— What the task asks —
Report every line of the records below that contains the word "trunk", copying each such line in full.

Dataset records on where objects are located
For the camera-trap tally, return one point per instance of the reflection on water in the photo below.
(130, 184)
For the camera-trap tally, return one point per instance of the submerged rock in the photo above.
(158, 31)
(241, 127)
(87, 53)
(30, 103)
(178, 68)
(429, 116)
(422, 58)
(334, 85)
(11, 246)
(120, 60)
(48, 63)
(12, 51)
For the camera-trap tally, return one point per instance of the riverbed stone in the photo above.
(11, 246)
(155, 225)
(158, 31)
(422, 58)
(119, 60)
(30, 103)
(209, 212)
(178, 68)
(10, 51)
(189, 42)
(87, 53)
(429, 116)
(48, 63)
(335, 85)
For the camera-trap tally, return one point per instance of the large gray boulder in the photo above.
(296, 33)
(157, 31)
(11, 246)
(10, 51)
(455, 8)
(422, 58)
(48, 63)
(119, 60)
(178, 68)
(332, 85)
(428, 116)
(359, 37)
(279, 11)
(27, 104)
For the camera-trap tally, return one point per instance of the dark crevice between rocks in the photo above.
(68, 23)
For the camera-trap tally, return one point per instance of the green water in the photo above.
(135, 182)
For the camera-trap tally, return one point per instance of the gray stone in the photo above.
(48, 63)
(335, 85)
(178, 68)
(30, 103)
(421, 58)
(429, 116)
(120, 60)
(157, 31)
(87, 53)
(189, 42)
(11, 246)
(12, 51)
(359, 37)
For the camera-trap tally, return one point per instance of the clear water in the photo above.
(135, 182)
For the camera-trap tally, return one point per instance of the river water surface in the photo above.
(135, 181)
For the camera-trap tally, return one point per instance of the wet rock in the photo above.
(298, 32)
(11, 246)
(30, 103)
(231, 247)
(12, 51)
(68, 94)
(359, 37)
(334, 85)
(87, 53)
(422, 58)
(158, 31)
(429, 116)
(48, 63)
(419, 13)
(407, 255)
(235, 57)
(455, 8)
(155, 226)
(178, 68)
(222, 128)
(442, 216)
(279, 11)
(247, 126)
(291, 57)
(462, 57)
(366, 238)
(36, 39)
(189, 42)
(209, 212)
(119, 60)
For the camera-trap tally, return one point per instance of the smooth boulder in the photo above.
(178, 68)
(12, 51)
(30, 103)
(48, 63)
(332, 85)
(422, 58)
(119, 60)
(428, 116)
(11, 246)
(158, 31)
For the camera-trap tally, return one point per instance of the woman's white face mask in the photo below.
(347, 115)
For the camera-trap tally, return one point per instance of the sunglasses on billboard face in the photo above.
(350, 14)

--

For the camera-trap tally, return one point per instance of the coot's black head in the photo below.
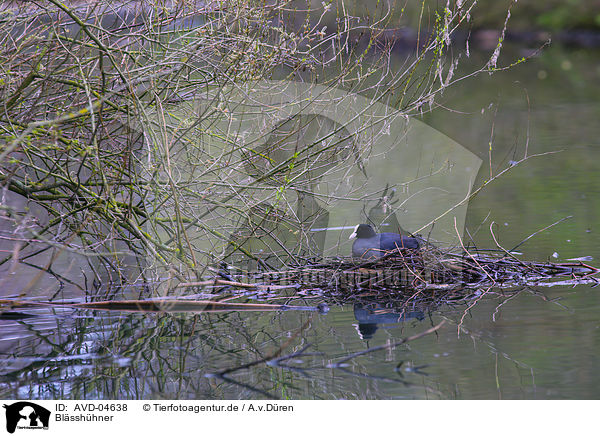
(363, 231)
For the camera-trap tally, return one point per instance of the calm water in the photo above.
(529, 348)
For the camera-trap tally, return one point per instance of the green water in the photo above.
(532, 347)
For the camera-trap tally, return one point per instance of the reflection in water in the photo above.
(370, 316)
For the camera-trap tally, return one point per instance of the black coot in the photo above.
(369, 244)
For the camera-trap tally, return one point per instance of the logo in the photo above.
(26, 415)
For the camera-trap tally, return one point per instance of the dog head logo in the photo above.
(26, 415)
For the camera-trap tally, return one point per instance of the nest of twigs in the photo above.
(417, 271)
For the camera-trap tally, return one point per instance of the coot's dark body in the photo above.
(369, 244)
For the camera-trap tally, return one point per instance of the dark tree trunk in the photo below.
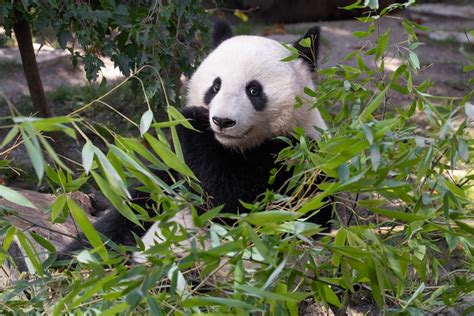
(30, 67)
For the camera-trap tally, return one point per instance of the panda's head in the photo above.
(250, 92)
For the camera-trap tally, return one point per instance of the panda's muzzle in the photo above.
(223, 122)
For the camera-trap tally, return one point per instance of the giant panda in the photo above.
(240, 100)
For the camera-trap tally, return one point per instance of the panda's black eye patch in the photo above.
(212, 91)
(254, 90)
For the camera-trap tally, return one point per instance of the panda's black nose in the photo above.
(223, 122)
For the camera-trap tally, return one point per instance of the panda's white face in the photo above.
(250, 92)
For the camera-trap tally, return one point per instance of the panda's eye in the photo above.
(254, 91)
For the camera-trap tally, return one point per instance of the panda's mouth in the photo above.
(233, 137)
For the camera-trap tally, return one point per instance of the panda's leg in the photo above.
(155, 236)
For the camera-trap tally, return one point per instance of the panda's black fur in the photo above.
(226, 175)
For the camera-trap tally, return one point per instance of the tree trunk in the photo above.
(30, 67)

— Finished answer —
For the camera-trap tally, return one point per instance of the dark tree trunk in the photo below.
For the camera-trap tally, return one point per instance of the tree trunk in the photo above.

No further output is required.